=== Instructions for the task ===
Please print all of the entries, matching them exactly.

=== Exercise materials ===
=== Section Start ===

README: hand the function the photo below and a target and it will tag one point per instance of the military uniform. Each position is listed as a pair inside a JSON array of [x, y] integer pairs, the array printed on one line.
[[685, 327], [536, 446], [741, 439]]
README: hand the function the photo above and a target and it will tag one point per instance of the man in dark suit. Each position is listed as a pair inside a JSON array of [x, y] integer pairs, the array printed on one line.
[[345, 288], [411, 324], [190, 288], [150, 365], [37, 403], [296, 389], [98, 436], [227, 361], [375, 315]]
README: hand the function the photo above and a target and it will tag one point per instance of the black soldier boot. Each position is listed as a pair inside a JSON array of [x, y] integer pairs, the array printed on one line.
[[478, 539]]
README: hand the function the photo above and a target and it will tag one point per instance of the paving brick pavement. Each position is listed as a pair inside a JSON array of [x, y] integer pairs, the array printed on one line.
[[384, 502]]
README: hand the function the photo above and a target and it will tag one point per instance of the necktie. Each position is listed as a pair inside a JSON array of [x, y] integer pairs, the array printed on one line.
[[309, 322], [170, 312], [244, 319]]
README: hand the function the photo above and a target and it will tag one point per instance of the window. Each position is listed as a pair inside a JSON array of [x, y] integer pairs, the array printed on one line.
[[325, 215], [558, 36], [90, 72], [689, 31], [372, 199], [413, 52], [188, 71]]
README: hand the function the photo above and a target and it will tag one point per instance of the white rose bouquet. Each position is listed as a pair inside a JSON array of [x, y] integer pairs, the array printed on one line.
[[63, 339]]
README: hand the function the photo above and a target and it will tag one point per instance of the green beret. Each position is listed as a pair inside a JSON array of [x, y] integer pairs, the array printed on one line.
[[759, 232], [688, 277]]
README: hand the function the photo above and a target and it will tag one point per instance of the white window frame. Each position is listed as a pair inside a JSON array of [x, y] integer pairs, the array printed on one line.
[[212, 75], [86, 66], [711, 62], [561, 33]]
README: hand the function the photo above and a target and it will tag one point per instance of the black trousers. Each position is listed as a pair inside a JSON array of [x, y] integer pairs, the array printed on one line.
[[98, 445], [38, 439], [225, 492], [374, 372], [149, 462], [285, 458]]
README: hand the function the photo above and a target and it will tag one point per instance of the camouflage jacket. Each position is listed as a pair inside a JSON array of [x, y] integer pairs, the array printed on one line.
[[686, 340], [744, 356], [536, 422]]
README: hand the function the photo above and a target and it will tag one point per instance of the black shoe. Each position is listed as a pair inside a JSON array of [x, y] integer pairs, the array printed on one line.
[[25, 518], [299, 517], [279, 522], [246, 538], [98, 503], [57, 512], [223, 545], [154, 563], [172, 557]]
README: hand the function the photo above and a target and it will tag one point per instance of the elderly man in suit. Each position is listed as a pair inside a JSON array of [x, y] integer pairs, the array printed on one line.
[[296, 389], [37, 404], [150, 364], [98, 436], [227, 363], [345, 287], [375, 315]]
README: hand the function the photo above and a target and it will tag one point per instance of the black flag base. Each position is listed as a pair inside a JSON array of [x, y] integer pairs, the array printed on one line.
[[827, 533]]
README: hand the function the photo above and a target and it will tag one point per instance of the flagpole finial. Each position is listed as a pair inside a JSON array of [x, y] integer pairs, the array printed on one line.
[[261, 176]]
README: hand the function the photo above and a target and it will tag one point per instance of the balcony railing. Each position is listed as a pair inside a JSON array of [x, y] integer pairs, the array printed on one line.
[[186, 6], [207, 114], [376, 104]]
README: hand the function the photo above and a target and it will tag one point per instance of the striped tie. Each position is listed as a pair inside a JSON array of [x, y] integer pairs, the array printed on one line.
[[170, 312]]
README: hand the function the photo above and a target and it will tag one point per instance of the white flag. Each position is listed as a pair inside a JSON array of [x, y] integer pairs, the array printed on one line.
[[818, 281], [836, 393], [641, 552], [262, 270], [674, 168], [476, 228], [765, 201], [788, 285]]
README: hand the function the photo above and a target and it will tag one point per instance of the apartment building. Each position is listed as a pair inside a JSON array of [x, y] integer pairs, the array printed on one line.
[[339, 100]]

=== Section End ===

=== Solution ===
README: hand the function the photo below and a target and it will tag one point per instance of the military uniform. Each position is listed as a pair inside a JSON array of [x, y] integer pairs, the array printed on one line.
[[685, 327], [536, 446], [741, 439]]
README: hand the function the photo above and a target and it will tag one point per instance of the man in dark suit. Each position is listed as a pair inside a JSON array of [x, y] integer pairs, the array printed on one line.
[[345, 288], [411, 324], [190, 288], [150, 365], [37, 403], [296, 389], [98, 436], [227, 361], [375, 315]]
README: hand the function the photo above and a target and it will tag one point per instance of the black soldier boot. Each position is listed as a pair inside a JSON array of [x, y] integer pairs, the array printed on one line.
[[478, 539]]
README: hand the function the photo above and a target and it will tag one point per instance of the paving brick pavement. Each position is listed as a pair inside a JSON array of [x, y] integer pairs, the array printed on one line.
[[384, 502]]
README: hand the function the photo above and a target and it will tag one point per instance of the necktie. Each position is listed as a pair inside a JSON array of [x, y] integer pairs, the array printed on one line.
[[309, 322], [170, 312], [244, 319]]
README: hand the function the photo above and a target and it will tag one point per instance of the window. Each position is listed as a pair inside a JSON array of [x, y] integer pairs, the array printed on one line.
[[325, 215], [558, 36], [90, 72], [689, 31], [372, 199], [413, 52], [188, 71]]
README: hand the function the photo above and a target and it will tag one point per instance of the white rose bouquet. Each position is listed as a pair inside a JSON array of [x, y] integer pairs, the array printed on one line.
[[63, 339]]
README: hand the function the photo above and a target and it will tag one point per instance of the green beret. Each position is listed as a pair inside a JSON array of [x, y] integer pairs, the array printed on one line.
[[759, 232], [688, 277]]
README: hand the function the photo above and a target and it will tag one point per instance of the white window frame. Each position is listed as a pair inside a JSON array of [x, y] integer pairs, the array printed on one line.
[[212, 75], [86, 66], [711, 62], [561, 33]]
README: hand the function the photo above and a target and it will tag one point per instance of the black trousers. Each position is listed as a pair inside a JSON array of [x, y] integer pairs, the array printed on one line.
[[98, 445], [38, 439], [225, 492], [374, 372], [149, 462], [285, 458]]
README: hand the function the photo above and a target and it will tag one point per instance of the camouflage jacket. Each position is listed as a pair inside a JSON array of [x, y] integer pairs, the array printed on one line.
[[686, 340], [744, 356], [536, 422]]
README: hand the function the photo above and a target and it will tag one point per instance of the black shoe. Each position is listed as a pair inside a JSON array of [x, y] integer pairs, the array printed on one line.
[[25, 518], [299, 517], [279, 522], [246, 538], [98, 503], [57, 512], [223, 545], [154, 563], [172, 557]]
README: hand the function the photo above and a target and it will tag one point per instance of the elderly man in suit. Each position is listed as a pair inside a JSON array of [x, y] integer pairs, the array printed on one line.
[[296, 389], [37, 404], [150, 364], [98, 436], [227, 363], [345, 287], [375, 315]]
README: hand the function the photo above and a target and it will tag one point per instance of the black flag base. Each position is listed as a pair inside a JSON array of [x, y] integer pairs, the array printed on one line.
[[827, 533]]
README: hand the function the photo above and a target and it will tag one point per instance of the flagpole finial. Each position is listed as a pair inside a JSON array of [x, y] integer pairs, the array printed on one line.
[[261, 176]]
README: hand the function the photo above and a target and it will tag one point per instance of the balcony railing. Each position is listed as a pair inside a JSON array of [x, y] integer pairs, the array printed on one line.
[[186, 6], [207, 114], [376, 104]]
README: hand the function the photo above and a target and it will tag one point per instance of the striped tie. Each position is listed as a pair inside a JSON array of [x, y] integer pairs, the array printed on one line.
[[170, 312]]
README: hand the function the photo above and a target and it will tag one point per instance of the white flag. Each position is listed as a pair inside a JSON array of [x, y] integer pairs, the array printed on one line.
[[818, 281], [836, 393], [641, 552], [262, 270], [674, 168], [476, 228], [765, 201], [788, 285]]
README: hand the function the photo above and a target and it will tag one point per instance of the apartment building. Each position is listed as a pair inside a JSON array of [x, y] integer pairs, the array printed on one line.
[[339, 100]]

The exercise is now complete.